### What is being asked
Gather every line in the entries below that contains the string "Vertices".

### Given data

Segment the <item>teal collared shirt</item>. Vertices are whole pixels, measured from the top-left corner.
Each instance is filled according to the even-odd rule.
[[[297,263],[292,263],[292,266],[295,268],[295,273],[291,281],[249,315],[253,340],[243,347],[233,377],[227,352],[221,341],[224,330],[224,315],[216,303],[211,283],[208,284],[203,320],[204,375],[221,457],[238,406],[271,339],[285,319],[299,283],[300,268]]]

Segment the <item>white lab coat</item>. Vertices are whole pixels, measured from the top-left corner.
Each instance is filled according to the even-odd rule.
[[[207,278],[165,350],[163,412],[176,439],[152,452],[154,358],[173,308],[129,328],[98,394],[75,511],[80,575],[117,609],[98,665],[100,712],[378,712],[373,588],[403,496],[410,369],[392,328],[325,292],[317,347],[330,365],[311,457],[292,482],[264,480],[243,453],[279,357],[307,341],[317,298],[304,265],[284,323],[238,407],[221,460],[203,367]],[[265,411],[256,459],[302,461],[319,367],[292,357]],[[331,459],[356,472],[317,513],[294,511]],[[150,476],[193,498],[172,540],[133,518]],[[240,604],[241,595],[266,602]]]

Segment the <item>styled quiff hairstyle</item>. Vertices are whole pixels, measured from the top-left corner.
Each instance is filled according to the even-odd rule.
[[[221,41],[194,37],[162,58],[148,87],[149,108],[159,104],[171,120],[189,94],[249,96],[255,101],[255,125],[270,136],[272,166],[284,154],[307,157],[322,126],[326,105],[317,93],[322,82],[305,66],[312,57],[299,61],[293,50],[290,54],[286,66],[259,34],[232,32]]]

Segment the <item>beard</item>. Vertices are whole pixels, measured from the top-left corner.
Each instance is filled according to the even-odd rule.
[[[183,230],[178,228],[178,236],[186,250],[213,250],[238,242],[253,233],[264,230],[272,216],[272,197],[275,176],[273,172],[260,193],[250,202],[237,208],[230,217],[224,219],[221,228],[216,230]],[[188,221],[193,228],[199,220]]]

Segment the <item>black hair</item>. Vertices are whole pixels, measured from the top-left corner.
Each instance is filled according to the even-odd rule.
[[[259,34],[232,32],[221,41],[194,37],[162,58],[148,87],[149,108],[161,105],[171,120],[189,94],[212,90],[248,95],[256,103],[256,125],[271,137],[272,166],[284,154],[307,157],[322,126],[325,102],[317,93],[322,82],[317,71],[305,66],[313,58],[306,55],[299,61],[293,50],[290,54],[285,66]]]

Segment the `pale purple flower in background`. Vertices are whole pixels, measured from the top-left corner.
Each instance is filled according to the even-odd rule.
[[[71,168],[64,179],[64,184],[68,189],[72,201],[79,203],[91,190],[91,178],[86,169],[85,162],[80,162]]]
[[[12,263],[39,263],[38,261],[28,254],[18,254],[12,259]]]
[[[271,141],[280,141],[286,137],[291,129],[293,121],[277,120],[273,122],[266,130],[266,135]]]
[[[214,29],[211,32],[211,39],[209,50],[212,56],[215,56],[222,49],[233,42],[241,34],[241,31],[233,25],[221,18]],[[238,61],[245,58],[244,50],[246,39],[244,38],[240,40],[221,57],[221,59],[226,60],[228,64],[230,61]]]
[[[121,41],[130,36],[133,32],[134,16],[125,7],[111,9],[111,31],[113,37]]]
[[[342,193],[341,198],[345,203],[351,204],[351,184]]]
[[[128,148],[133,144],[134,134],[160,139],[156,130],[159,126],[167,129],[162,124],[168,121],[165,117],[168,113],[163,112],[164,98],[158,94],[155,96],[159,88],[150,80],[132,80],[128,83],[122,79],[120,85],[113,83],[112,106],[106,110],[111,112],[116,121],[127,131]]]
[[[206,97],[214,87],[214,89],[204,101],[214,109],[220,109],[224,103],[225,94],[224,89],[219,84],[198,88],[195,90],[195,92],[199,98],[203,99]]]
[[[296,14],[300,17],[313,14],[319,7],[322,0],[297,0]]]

### Full output
Segment the <item>teal collared shirt</item>. Vertices are whole pixels, measured from the top-left corner.
Segment the <item>white lab coat</item>. Vertices are whole pixels, measured from the top-left corner.
Segment the <item>styled quiff hairstyle</item>. Vertices are whole pixels, measured from the top-left corner.
Segment the <item>beard</item>. Vertices are whole pixels, measured from the top-left corner.
Segment the <item>black hair</item>. Vertices are whole pixels, measured from the top-left corner.
Segment the `pale purple flower in background`. Vertices are whole pixels, measured from the top-left corner.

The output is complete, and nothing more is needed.